*** Opening of Given records ***

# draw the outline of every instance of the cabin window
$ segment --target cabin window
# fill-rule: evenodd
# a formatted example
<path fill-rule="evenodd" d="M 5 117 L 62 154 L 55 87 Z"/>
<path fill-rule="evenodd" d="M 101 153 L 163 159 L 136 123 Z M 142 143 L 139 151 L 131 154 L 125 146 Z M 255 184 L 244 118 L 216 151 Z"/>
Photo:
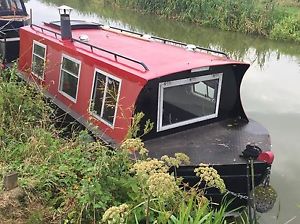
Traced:
<path fill-rule="evenodd" d="M 60 92 L 73 102 L 77 99 L 80 61 L 64 55 L 60 70 Z"/>
<path fill-rule="evenodd" d="M 120 79 L 100 70 L 95 72 L 91 112 L 111 127 L 115 123 L 120 87 Z"/>
<path fill-rule="evenodd" d="M 222 74 L 159 84 L 157 131 L 218 116 Z"/>
<path fill-rule="evenodd" d="M 40 79 L 44 79 L 45 61 L 46 45 L 33 41 L 31 71 Z"/>
<path fill-rule="evenodd" d="M 0 15 L 25 15 L 26 12 L 20 0 L 1 0 L 0 1 Z"/>

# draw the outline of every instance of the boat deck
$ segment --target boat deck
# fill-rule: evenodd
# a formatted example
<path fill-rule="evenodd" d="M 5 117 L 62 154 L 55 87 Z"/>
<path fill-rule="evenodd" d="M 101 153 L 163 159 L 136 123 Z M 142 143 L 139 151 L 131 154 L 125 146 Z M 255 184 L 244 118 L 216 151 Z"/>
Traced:
<path fill-rule="evenodd" d="M 270 150 L 268 131 L 253 120 L 249 123 L 225 120 L 151 139 L 145 145 L 152 158 L 174 156 L 175 153 L 182 152 L 190 157 L 192 166 L 197 166 L 199 163 L 245 163 L 240 155 L 249 143 L 255 143 L 264 151 Z"/>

*** Close of Given records ***

#### Your task:
Which lines of the data include the word "window"? Copy each one.

#### Output below:
# draw the outline of every instance of the cabin window
$ segment --target cabin window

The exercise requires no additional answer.